Dataset entries:
========================

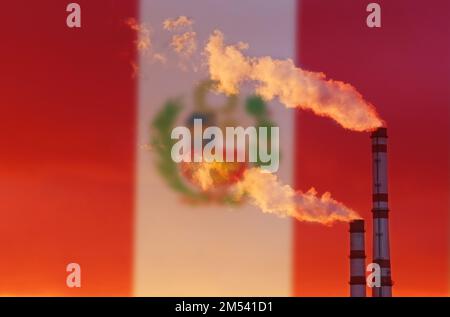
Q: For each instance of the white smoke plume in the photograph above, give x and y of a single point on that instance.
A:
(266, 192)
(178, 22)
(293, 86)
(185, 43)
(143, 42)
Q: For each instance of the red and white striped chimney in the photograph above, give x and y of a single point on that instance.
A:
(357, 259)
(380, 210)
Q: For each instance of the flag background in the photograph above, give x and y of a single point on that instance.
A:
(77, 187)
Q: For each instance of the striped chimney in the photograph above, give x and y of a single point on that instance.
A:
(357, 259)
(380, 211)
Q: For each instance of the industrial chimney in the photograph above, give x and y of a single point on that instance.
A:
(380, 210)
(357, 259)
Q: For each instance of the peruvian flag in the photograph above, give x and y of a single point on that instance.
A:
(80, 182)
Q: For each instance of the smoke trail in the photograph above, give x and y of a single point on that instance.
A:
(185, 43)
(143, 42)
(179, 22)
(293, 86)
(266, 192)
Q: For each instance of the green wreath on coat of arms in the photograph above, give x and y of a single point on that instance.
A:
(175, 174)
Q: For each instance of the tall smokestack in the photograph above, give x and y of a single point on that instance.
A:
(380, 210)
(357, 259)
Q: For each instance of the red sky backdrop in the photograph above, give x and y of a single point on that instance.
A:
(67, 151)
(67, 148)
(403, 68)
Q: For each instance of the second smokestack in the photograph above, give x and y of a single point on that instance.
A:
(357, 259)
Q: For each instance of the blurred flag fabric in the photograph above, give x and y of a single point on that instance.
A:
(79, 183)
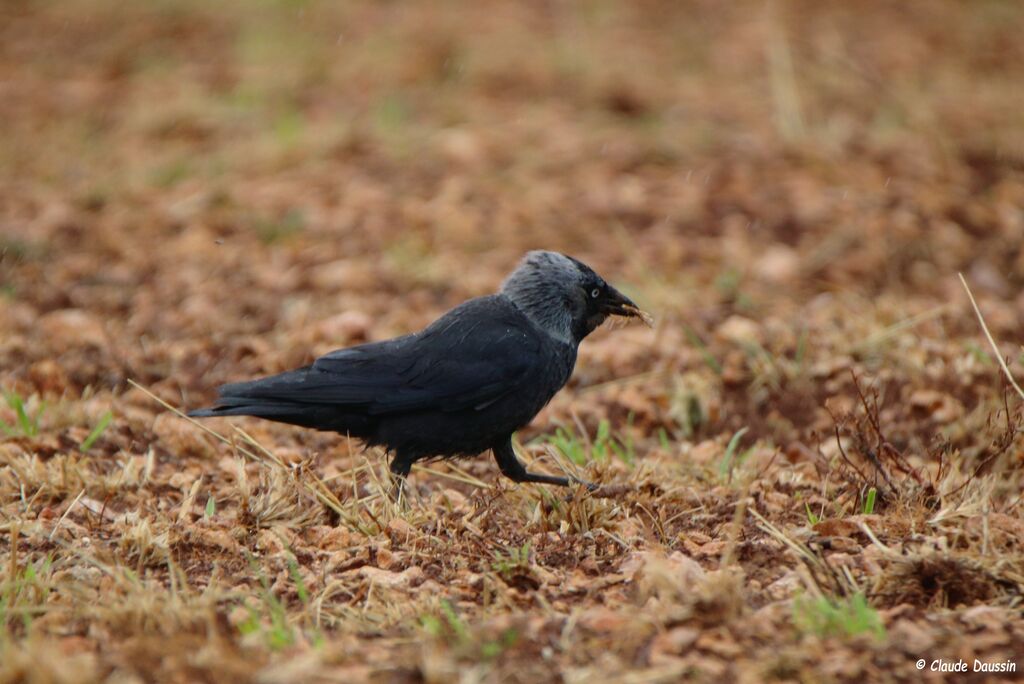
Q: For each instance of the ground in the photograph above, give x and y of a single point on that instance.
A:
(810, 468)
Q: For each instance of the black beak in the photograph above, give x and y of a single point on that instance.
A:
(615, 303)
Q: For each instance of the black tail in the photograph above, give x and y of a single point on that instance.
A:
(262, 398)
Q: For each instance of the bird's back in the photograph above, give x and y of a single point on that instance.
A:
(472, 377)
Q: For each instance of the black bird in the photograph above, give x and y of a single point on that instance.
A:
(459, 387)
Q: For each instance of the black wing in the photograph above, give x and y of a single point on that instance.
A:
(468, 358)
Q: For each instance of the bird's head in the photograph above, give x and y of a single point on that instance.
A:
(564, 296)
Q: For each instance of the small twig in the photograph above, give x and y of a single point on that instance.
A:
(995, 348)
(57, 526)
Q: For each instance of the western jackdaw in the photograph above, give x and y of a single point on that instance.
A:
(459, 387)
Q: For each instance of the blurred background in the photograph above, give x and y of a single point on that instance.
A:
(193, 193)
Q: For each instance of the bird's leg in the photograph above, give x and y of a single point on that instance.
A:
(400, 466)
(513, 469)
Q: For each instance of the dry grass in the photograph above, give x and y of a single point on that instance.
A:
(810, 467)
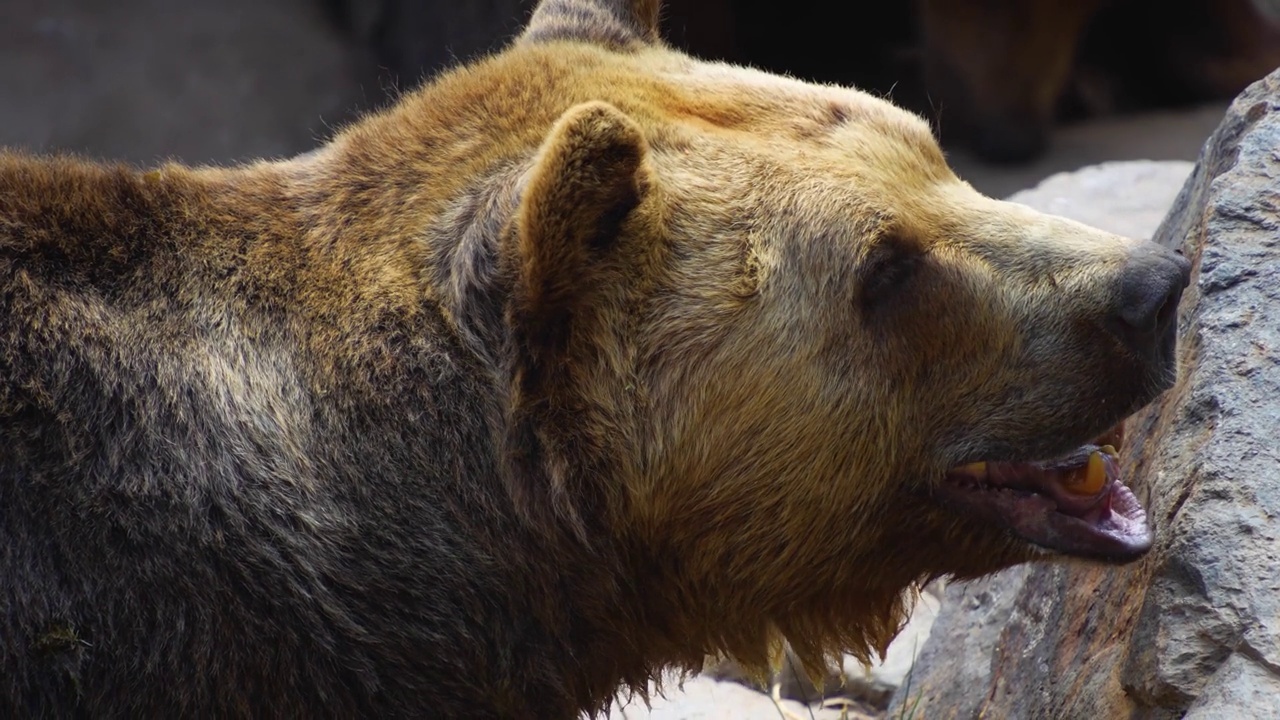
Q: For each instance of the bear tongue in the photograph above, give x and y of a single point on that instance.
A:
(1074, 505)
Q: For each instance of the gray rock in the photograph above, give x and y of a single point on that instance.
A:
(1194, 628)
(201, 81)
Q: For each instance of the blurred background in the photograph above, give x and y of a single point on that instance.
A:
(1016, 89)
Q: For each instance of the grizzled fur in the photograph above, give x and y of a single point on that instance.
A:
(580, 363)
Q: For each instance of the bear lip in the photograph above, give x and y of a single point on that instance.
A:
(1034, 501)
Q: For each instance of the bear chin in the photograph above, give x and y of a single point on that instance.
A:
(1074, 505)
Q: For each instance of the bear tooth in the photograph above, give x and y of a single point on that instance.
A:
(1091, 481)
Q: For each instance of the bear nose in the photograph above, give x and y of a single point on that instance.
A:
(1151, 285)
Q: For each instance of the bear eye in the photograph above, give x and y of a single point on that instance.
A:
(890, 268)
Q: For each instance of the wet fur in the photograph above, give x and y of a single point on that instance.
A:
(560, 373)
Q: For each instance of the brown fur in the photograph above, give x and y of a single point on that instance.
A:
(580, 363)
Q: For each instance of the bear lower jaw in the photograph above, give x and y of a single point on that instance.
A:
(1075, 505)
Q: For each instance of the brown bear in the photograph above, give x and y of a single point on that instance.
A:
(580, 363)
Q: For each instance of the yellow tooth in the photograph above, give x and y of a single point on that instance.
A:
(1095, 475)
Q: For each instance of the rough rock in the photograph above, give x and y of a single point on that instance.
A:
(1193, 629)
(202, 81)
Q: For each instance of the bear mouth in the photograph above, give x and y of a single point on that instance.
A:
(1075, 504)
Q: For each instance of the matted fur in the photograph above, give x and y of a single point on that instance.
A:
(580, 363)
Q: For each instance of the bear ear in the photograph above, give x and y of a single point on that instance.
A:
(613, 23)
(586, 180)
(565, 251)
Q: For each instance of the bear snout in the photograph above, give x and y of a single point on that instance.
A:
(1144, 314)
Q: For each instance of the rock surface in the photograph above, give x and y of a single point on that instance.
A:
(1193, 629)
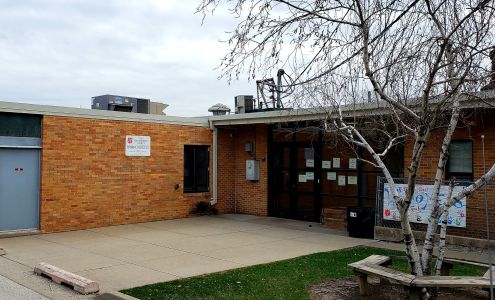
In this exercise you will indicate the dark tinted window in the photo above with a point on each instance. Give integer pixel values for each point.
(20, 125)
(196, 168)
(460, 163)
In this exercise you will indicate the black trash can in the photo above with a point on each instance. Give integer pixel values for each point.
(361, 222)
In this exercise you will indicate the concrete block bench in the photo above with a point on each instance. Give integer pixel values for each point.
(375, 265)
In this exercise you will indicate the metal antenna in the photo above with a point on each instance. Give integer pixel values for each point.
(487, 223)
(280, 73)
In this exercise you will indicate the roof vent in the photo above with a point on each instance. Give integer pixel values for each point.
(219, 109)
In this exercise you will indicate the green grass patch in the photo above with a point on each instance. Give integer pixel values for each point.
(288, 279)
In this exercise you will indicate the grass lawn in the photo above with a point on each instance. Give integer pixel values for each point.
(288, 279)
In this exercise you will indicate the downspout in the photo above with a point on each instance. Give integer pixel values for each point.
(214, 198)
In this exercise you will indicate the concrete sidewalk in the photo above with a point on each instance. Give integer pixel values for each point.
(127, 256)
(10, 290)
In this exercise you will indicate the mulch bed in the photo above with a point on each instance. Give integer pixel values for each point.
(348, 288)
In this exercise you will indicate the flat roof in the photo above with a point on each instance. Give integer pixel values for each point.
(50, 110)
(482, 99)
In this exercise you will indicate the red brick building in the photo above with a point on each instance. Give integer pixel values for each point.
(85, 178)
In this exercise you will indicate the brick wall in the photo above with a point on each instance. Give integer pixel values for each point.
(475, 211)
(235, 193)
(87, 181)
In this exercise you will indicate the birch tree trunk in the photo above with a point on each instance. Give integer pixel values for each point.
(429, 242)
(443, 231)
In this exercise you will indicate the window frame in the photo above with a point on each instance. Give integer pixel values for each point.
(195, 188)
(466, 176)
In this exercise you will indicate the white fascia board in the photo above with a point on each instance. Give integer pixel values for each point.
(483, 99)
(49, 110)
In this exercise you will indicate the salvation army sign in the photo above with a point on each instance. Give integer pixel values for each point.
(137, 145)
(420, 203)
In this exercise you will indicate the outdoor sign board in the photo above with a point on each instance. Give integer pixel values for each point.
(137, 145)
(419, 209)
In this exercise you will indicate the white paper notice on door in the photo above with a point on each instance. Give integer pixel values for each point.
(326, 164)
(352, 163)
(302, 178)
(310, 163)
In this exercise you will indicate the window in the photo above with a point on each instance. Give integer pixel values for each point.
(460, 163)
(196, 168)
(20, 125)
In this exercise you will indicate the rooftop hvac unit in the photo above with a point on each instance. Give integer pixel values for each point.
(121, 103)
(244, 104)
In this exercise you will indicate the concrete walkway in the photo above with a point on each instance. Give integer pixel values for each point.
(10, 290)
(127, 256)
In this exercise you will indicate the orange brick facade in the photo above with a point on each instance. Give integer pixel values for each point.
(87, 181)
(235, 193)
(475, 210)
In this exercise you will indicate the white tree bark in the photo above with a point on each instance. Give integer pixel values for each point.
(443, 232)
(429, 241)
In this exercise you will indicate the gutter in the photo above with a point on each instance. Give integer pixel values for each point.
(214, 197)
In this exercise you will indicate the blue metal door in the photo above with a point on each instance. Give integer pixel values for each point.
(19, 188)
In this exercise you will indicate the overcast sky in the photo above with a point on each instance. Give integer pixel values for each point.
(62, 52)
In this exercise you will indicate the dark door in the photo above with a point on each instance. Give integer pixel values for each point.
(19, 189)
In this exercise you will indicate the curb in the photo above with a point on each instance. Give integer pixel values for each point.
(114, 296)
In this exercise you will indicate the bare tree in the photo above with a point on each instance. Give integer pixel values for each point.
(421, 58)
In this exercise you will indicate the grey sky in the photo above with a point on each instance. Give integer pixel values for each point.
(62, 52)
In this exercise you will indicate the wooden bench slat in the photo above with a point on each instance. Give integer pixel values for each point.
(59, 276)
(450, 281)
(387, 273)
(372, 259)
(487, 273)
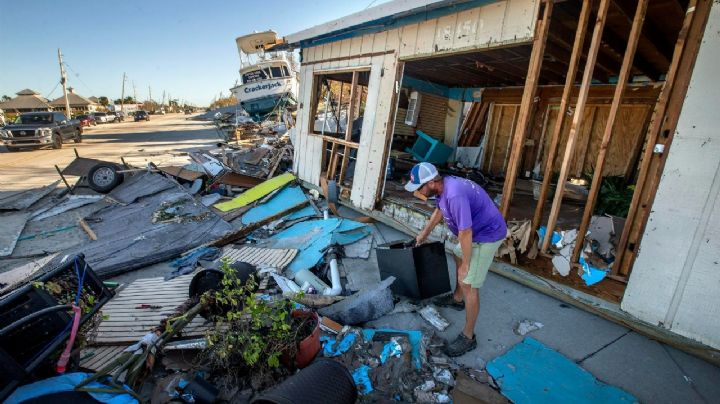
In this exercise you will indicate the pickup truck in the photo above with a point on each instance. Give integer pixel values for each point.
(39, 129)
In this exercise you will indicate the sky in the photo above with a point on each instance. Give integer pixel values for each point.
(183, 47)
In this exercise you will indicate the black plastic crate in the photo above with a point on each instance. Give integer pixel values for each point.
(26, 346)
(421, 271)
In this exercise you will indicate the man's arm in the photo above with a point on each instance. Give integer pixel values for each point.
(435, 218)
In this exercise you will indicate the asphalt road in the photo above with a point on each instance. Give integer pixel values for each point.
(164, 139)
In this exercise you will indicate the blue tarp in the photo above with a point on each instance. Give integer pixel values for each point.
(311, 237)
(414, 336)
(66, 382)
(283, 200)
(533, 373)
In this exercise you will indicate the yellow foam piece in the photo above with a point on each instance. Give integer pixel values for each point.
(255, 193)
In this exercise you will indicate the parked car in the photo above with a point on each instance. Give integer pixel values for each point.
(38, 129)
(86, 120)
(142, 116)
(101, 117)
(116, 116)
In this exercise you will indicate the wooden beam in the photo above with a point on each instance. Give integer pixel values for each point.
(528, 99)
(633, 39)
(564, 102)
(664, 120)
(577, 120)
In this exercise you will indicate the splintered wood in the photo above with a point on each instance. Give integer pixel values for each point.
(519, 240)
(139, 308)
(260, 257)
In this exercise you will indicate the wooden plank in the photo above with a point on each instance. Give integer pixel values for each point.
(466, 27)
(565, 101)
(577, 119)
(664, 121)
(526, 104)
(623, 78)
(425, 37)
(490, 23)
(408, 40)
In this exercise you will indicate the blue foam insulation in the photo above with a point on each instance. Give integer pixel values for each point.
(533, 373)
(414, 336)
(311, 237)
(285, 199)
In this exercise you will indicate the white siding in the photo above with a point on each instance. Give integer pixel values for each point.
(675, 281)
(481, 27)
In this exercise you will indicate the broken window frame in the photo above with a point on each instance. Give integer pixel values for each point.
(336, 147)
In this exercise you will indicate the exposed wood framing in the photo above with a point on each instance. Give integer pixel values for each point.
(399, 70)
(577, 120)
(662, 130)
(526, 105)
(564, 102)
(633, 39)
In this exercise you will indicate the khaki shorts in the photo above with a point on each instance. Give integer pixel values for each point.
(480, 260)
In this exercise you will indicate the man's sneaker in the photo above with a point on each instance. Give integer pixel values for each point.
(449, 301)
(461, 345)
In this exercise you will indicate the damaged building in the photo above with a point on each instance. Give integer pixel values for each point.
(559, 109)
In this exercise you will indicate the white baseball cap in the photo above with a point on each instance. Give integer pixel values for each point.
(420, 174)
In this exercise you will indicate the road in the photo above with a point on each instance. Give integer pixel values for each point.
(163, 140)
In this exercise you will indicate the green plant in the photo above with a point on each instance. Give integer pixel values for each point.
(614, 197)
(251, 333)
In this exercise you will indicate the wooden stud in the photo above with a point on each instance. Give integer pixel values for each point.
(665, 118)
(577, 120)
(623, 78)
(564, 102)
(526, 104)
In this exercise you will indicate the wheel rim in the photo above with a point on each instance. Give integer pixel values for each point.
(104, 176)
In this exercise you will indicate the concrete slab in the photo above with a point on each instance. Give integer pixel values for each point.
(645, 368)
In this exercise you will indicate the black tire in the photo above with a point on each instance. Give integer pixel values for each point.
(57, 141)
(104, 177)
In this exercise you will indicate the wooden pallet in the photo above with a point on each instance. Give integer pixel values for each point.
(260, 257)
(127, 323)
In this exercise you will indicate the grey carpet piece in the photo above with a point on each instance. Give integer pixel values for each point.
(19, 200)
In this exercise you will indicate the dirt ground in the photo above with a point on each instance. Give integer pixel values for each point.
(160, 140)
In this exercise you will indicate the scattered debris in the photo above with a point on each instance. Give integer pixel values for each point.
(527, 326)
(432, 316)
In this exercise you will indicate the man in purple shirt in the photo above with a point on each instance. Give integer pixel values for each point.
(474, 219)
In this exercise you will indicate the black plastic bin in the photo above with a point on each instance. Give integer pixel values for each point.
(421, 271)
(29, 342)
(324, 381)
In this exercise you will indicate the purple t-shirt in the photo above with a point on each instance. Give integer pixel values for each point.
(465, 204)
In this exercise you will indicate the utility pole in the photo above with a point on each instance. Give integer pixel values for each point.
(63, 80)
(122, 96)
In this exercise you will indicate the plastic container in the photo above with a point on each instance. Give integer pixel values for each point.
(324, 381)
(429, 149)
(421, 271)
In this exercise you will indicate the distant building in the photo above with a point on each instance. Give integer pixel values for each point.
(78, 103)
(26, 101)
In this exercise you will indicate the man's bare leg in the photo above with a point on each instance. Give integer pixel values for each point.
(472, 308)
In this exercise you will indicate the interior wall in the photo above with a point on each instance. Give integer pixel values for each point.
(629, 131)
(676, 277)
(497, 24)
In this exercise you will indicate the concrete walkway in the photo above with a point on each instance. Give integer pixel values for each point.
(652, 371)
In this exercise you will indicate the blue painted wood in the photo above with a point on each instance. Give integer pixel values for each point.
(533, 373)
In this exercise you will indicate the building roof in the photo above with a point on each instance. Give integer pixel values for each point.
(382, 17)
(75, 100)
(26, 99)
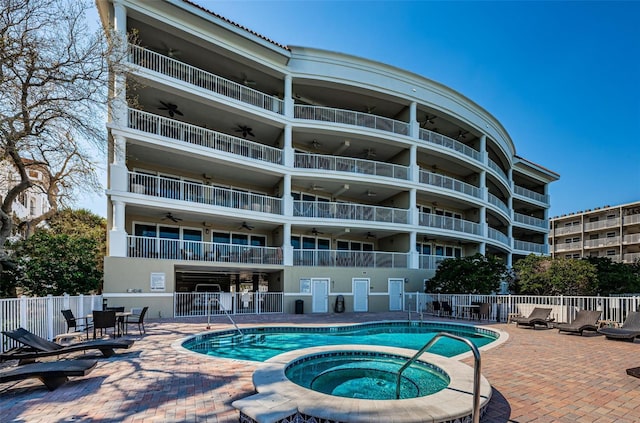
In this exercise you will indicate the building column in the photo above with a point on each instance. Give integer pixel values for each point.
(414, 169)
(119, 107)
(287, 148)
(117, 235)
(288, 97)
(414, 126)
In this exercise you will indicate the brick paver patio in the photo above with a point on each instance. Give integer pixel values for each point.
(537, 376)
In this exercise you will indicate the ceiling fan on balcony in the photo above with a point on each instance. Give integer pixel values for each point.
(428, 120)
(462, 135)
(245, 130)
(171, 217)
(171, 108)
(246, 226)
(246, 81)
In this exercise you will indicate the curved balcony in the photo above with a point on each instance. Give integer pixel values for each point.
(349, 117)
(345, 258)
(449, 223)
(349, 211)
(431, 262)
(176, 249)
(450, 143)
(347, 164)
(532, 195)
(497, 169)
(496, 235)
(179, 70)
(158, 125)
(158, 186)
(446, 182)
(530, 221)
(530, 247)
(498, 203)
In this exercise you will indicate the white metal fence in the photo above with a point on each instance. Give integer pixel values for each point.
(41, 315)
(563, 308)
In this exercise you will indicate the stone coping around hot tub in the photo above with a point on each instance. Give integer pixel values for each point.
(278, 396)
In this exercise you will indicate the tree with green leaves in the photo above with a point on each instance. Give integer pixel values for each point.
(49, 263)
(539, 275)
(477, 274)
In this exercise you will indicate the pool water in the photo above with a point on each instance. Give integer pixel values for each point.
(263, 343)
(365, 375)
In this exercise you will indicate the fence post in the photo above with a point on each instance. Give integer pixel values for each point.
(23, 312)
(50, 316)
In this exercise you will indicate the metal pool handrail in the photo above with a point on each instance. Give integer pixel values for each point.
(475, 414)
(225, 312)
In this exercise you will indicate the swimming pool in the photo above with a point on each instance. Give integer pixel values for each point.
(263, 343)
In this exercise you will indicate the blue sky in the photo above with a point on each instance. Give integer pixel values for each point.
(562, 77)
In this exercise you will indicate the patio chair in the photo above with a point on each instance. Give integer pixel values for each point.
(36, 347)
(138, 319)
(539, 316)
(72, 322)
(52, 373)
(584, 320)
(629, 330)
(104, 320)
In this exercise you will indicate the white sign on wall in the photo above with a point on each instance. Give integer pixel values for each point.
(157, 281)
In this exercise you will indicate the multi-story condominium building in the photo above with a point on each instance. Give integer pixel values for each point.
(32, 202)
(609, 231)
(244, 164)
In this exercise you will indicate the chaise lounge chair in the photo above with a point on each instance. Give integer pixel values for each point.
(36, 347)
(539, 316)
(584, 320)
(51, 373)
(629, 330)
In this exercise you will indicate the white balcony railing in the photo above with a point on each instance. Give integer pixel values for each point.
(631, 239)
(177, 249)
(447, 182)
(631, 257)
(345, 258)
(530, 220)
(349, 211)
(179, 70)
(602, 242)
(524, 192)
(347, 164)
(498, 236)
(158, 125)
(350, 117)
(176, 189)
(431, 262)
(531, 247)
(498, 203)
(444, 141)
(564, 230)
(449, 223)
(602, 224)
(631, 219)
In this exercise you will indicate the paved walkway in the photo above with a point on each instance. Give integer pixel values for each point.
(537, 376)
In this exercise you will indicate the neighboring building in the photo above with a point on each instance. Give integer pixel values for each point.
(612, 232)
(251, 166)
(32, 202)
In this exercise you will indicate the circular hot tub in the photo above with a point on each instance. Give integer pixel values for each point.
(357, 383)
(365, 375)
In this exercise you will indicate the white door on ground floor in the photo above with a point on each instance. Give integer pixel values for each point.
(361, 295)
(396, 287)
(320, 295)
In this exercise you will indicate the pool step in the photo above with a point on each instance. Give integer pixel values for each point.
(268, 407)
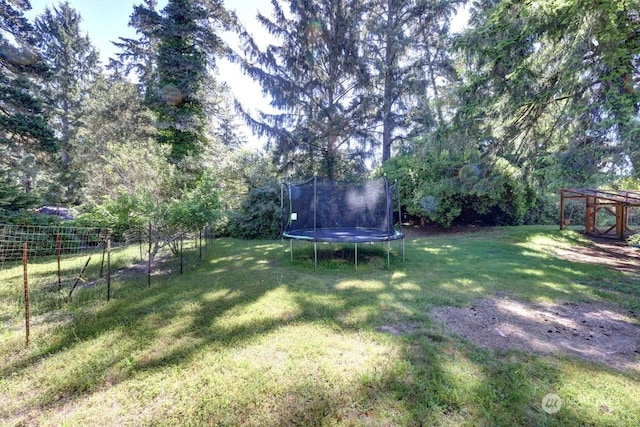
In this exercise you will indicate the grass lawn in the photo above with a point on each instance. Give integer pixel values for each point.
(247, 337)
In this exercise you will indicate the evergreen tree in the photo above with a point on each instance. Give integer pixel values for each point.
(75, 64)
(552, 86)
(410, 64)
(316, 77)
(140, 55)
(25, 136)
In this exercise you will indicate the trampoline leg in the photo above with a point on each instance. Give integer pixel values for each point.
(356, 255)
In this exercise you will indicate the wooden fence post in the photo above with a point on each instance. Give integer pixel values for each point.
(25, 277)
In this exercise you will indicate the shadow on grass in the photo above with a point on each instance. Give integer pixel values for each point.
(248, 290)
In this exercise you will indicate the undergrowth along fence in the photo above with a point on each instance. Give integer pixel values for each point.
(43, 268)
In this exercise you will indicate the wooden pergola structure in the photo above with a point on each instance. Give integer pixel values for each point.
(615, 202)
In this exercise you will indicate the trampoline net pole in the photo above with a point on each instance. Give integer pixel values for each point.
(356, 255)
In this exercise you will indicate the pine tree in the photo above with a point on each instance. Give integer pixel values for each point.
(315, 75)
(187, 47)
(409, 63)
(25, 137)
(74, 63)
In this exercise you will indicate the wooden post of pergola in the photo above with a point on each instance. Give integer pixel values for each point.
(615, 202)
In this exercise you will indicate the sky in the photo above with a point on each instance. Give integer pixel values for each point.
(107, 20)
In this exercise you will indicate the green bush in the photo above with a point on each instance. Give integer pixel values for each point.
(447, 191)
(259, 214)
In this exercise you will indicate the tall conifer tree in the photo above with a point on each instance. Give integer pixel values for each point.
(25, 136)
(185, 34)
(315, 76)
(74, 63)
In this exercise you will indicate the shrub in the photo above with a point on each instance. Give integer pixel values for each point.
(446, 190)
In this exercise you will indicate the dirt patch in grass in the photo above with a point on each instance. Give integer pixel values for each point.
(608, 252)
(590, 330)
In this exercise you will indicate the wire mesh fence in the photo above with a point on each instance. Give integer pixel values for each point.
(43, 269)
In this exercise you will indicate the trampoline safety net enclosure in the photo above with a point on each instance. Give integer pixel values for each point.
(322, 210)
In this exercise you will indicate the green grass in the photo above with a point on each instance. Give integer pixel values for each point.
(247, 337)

========================

Problem requirements:
Bring together all lines of the entries above in which the string "flag" occurs.

Exercise output:
Q: For each instance of the flag background in the photograph above, give x and y of a single point on that instance.
Q: For each instance of the peruvian flag in the photograph above, give x and y of a single point on that instance.
Q: For each instance of the blurred flag fabric in the photograph above, give x and y of a single point on that instance.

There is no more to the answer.